Coordinate annotation entries
>>>
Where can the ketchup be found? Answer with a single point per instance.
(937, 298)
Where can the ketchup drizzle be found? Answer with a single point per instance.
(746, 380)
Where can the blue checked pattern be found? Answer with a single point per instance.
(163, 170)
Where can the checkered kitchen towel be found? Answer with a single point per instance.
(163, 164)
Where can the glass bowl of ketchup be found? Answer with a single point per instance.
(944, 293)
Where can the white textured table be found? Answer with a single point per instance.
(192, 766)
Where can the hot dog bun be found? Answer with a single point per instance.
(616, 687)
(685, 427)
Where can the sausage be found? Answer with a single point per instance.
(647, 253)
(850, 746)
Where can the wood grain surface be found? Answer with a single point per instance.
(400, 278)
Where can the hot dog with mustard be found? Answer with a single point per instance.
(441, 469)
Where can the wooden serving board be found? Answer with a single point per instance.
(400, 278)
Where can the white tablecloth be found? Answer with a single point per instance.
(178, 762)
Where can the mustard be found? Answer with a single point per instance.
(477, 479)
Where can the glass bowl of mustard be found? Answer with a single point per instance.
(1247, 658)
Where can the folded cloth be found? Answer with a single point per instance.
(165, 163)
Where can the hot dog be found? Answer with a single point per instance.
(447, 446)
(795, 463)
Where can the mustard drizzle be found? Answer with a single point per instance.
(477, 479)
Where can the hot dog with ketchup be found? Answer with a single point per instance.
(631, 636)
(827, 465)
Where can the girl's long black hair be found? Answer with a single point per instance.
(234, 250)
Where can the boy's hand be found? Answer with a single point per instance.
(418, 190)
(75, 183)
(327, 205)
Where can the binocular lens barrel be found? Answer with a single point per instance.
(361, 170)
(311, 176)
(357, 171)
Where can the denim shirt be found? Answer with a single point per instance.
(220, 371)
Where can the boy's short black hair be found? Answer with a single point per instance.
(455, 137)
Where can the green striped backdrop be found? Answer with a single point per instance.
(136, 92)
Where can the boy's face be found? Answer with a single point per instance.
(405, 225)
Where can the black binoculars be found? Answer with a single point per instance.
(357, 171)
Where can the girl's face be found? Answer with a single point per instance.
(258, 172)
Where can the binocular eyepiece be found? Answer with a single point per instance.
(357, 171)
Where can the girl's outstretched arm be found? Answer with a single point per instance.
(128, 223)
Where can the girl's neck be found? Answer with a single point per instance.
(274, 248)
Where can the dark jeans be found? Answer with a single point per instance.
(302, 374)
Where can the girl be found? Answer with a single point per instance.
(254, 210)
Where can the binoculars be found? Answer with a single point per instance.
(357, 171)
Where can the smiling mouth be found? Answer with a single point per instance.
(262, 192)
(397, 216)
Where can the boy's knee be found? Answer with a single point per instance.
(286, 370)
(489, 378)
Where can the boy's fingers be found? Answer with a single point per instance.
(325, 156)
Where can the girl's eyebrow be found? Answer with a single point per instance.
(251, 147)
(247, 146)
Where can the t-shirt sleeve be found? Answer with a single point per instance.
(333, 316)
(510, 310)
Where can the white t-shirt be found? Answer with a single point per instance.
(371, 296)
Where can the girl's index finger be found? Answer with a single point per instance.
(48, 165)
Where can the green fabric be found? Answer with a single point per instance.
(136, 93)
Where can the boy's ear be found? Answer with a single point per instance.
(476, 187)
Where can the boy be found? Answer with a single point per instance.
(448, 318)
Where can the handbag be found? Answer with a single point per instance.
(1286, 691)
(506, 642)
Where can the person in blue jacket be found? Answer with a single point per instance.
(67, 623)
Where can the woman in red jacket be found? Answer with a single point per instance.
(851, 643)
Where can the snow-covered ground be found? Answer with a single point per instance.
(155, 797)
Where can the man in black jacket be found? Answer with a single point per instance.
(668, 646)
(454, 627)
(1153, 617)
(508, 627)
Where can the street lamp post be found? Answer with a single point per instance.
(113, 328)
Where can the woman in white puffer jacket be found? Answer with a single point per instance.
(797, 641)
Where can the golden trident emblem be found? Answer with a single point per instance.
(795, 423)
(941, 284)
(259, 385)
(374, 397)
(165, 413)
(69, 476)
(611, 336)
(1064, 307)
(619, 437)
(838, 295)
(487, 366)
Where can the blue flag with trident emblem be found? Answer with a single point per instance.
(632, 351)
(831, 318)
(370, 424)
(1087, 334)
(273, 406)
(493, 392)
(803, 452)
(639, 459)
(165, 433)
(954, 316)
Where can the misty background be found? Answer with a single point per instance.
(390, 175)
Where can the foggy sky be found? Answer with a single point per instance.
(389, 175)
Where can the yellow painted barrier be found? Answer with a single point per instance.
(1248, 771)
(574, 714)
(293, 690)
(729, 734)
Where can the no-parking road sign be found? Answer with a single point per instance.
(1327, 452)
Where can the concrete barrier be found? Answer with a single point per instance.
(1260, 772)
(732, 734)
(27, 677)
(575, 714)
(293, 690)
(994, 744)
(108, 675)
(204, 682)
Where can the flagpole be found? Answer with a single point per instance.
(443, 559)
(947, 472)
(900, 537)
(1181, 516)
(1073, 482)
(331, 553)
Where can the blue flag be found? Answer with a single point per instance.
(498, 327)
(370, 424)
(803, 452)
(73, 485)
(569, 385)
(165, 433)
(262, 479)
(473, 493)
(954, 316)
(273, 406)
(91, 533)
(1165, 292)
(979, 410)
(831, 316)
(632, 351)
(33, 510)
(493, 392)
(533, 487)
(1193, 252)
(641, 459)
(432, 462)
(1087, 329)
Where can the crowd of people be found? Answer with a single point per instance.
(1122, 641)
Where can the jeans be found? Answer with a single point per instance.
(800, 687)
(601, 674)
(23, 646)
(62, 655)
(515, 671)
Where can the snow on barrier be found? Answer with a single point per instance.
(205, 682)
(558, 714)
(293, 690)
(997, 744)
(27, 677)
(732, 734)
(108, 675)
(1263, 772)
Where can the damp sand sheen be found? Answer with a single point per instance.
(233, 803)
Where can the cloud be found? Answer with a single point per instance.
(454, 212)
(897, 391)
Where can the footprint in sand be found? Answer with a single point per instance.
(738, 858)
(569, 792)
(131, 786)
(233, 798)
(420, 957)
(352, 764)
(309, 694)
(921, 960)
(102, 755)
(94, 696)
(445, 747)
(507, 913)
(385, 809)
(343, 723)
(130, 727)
<<<
__What you will do__.
Rewrite all of the entries above, replacing "a single point" with "one point" wherever it occurs and leaving every other part unchanged.

__Written response__.
Where can the ketchup be found? Answer with one point per instance.
(937, 298)
Where can the ketchup drizzle be found? Answer with one point per instance.
(746, 380)
Where can the blue checked pattern be found? Answer with one point per instance.
(163, 170)
Where can the checkered kitchen towel be found? Answer with one point per instance.
(163, 164)
Where can the glass bowl of ketchup be found? Answer with one point per instance.
(944, 293)
Where can the white textured table be found? Answer with one point per instance.
(192, 766)
Where can the hot dog bun be found? Answer with one point per instance.
(616, 687)
(685, 427)
Where can the sausage be found? Answer with one point per instance.
(647, 253)
(850, 746)
Where can the wood grain surface be found? Answer with one point per instance.
(400, 278)
Where can the hot dog with mustard be found? Answer with one point per instance.
(441, 469)
Where can the wooden serving board be found? Answer with one point per instance.
(400, 278)
Where can the white tablecloth be found? Answer with one point per instance.
(178, 762)
Where can the mustard be found? Answer with one point per instance.
(477, 479)
Where can the glass bowl of mustard be found? Answer with one point per instance.
(1247, 658)
Where can the folded cloth be found? Answer with one point per instance.
(165, 163)
Where can the hot dog be found? Answer with one point per instance.
(447, 446)
(795, 463)
Where can the mustard drizzle be found? Answer with one point per instance.
(477, 479)
Where can the hot dog with ketchup be found? Answer with one point per instance.
(631, 636)
(827, 465)
Where can the girl's long black hair be found? Answer with one point per instance.
(234, 250)
Where can the boy's hand be found? Answer with one point per instance.
(418, 190)
(75, 183)
(327, 205)
Where can the binocular lens barrel be found? Answer with one point per instance.
(361, 170)
(311, 176)
(357, 171)
Where can the denim shirt be found? Answer with one point per instance.
(220, 371)
Where can the boy's short black hair be found? Answer with one point per instance.
(455, 137)
Where can the green striped backdrop be found? Answer with one point per instance.
(136, 92)
Where can the boy's face be found? Answer with one point per instance.
(405, 225)
Where can the black binoculars be found? Answer with one point per instance.
(357, 171)
Where can the girl's face be found? Answer with one point per instance.
(258, 172)
Where can the binocular eyepiece be found? Answer with one point per instance.
(357, 171)
Where can the girl's outstretched arm be found? Answer with one point per instance.
(128, 223)
Where can the girl's neck be found? Answer with one point per instance.
(274, 248)
Where can the dark jeans be found? Answer with one point per instance.
(302, 374)
Where can the girl be found? Answer with one point per instance.
(254, 210)
Where can the binoculars be found? Answer with one point per instance.
(357, 171)
Where can the smiling mouth be found? Answer with one point per instance.
(262, 192)
(397, 216)
Where can the boy's knee be found? Answer with one point per instance.
(286, 370)
(489, 378)
Where can the boy's fingers be found? Answer with one point per instance.
(325, 156)
Where can the girl's eyebrow be found? Answer with one point per instance.
(251, 147)
(247, 146)
Where can the t-shirt sleeve be found? Answer with one point per instance.
(333, 316)
(510, 310)
Where can the white t-shirt be found? Answer with one point per instance.
(371, 296)
Where can the girl's index finger be found? Answer with one point per instance.
(48, 165)
Where can the green fabric be found? Answer with one point per instance.
(136, 93)
Where can the boy's ear be found? Answer with one point per instance.
(476, 187)
Where can the boy be found? Answer with one point per instance.
(448, 318)
Where can the handbag be found? Answer with one point per instance.
(1286, 691)
(506, 642)
Where can the person in blue jacket be found? Answer with one point per instance.
(67, 623)
Where can the woman in red jacket be found? Answer with one point per instance.
(851, 643)
Where can the snow-covered ground be found? Answer with one point per instance.
(155, 797)
Where can the man in black jacket be found? Answer with one point per instance.
(668, 646)
(454, 627)
(1153, 617)
(508, 627)
Where can the street lamp post be found? Answer with one point per instance.
(113, 328)
Where can the woman in white puffer jacket be found? Answer with one point per instance.
(797, 641)
Where can the golden trident emblem be found? Answer with one point per instance.
(795, 423)
(941, 284)
(259, 385)
(374, 397)
(165, 413)
(69, 476)
(611, 336)
(1064, 307)
(619, 437)
(838, 295)
(487, 366)
Where can the blue flag with trident emblem be found? Answer with one point per instance.
(632, 351)
(831, 318)
(370, 424)
(1087, 334)
(273, 406)
(493, 392)
(803, 452)
(639, 459)
(165, 433)
(954, 316)
Where can the misty background be found? Answer with one point per instance.
(390, 175)
Where can the foggy sky be found? Answer with one point per instance.
(389, 175)
Where can the yellow painted barrier be found? Answer with one point per instance.
(1248, 771)
(574, 714)
(293, 690)
(729, 734)
Where can the no-parking road sign be found? Answer with one point per instance.
(1327, 452)
Where can the concrete barrier be found? Answer with one point per instance.
(1260, 772)
(732, 734)
(27, 677)
(575, 714)
(293, 690)
(994, 744)
(108, 675)
(204, 682)
Where can the flagpole be found? Answer with one point per instance.
(443, 559)
(947, 472)
(900, 537)
(1181, 516)
(1073, 482)
(331, 553)
Where can the blue flag be found? Answer with one point per instance.
(498, 327)
(370, 424)
(803, 452)
(73, 485)
(569, 385)
(165, 433)
(262, 479)
(473, 493)
(954, 316)
(273, 406)
(91, 533)
(1165, 292)
(979, 410)
(831, 316)
(632, 351)
(33, 510)
(493, 392)
(533, 487)
(1193, 252)
(641, 459)
(432, 462)
(1087, 329)
Where can the crowd of people be found? Answer with one point per instance.
(1122, 641)
Where can the jeans be found? Answer with one point per instance.
(800, 687)
(601, 674)
(23, 646)
(62, 655)
(515, 671)
Where can the snow on barrier be found? Answer with one point per instance.
(205, 682)
(558, 714)
(293, 690)
(997, 744)
(27, 677)
(732, 734)
(108, 675)
(1263, 772)
Where can the damp sand sheen be found? Answer with one point per instance.
(233, 803)
Where can the cloud be found? Answer with one point per instance.
(454, 212)
(897, 391)
Where can the footprint in sand be found? Answer with one point per instance.
(738, 858)
(569, 792)
(131, 786)
(233, 798)
(420, 957)
(352, 764)
(309, 694)
(921, 960)
(102, 755)
(94, 696)
(445, 747)
(507, 913)
(385, 809)
(343, 723)
(130, 727)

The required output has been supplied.